● **EXERCISES**
[1] Condense the paragraph of the surf fishing thread that begins "Went out Saturday to do a little Surf Fishing" into a short list, keeping its main facts.
[2] Write the next part of the surf fishing thread, picking up after its final line.

● **TEXT EXTRACT**
# Navarre 3/14



## 11" to the fork (Mar 16, 2015)

I have been coming to the forum for a while now. Reading everyones post. Decided to join and tell a couple of my stories.
Went out Saturday to do a little Surf Fishing. Stopped by Half Hitch and picked up a new rod and reel. 11' Penn Battalion with Penn Fierce 7000.Got out to the beach around 3:30 and left around 6:30. Didn't catch any Pomps but caught 4 Black Drum. 2 on the new combo :thumbup:.Not a bad day but can't wait till the water warms up a little. Ready for the first Pomp of the year.Headed out this afternoon to do a little fishing. Will post any findings.


----------



## WAReilly (Jun 2, 2014)

Way to break the new combo in for the pomps later.


----------



## panhandleslim (Jan 11, 2013)

Man, those drum must be thick out there.


----------



## Fielro (Jun 4, 2012)

Great way to check out a new rod & reel. Congrats


----------



## onemorecast (Feb 16, 2009)

● **SUPPLIED DATA**
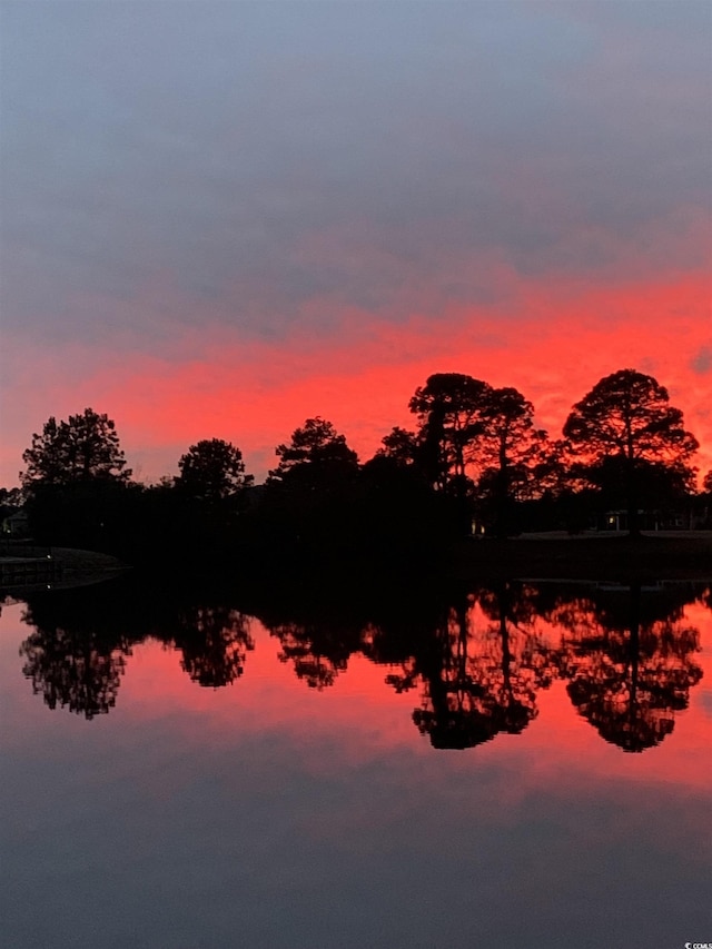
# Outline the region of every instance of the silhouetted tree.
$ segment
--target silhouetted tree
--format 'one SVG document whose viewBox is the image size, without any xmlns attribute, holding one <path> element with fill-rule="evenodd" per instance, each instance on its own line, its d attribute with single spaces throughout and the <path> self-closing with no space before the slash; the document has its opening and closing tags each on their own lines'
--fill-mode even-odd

● **WRITTEN ANSWERS**
[1]
- Went surf fishing Saturday after stopping at Half Hitch for a new combo: an 11' Penn Battalion rod with a Penn Fierce 7000 reel.
- Fished from about 3:30 to 6:30.
- Caught no Pomps but landed 4 Black Drum, 2 of them on the new combo.
- A decent day, though the water still needs to warm up before the first Pomp of the year.
- Heading out again this afternoon and will post any findings.

[2]
Excellent!!!!


----------



## wardicus79 (Apr 12, 2012)

like the handle .... good first post .. seee you out there


----------



## Spoolin Up (May 3, 2011)

Must of bought a lucky combo!!


----------



## Pilar (Oct 28, 2014)

panhandleslim said:


> Man, those drum must be thick out there.


They are.


----------



## GROUPERKING (Sep 28, 2011)

Good trip and welcome to the forum. Thanks for the report and it shouldn't be much longer before those pomps are here.


----------



## 11" to the fork (Mar 16, 2015)

Thanks Wardicus!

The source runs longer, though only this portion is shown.